═══ TEXT FOR ANALYSIS ═══

I am President of the Livingston County Historical Society in Pontiac, Illinois. We manage 3 historic homes in Pontiac, including conducting tours to the general public.
If the Jones House, 1 of the 3 historic homes, needs something fixed, the woman in charge of the house gets me to fix it. With the coronavirus quarantine, I told her I was going stir crazy and I would be happy to go to Pontiac and fix anything she needed.
She contacted me a few weeks later, and said she had a lifelong dream of raising the ornate doll house upstairs on the Jones House, so the mostly older tourists can see how ornate and cool the doll house it. Right now it sits on the floor, and you do not appreciate what a work of art it is. She requested I build a table and raise it 30 inches above the ground. A challenging project for a woodworker like me during a quarantine !!
The house manager wanted the 2 front doors to be opened at 45 degrees, so people can easily see inside the doll house.

═══ DATA SECTION ═══

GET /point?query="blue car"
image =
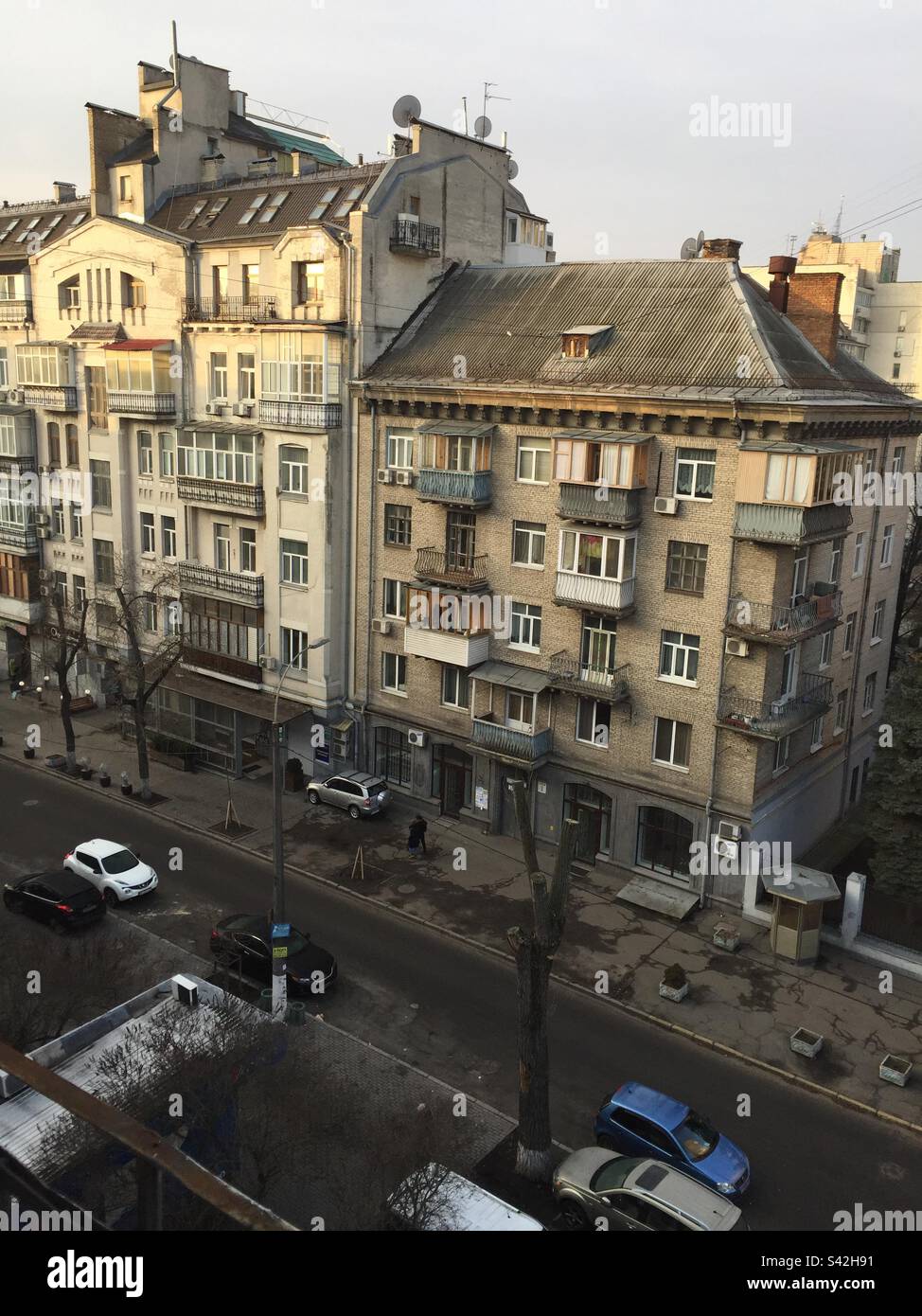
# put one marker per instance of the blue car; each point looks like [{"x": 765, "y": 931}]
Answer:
[{"x": 635, "y": 1120}]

═══

**THE TASK:**
Answer these questions from the doll house text.
(a) How many historic homes does the Livingston County Historical Society manage in Pontiac?
(b) How high above the ground was the table meant to raise the doll house?
(c) At what angle did the house manager want the two front doors opened?

**ANSWER BOX:**
(a) 3
(b) 30 inches
(c) 45 degrees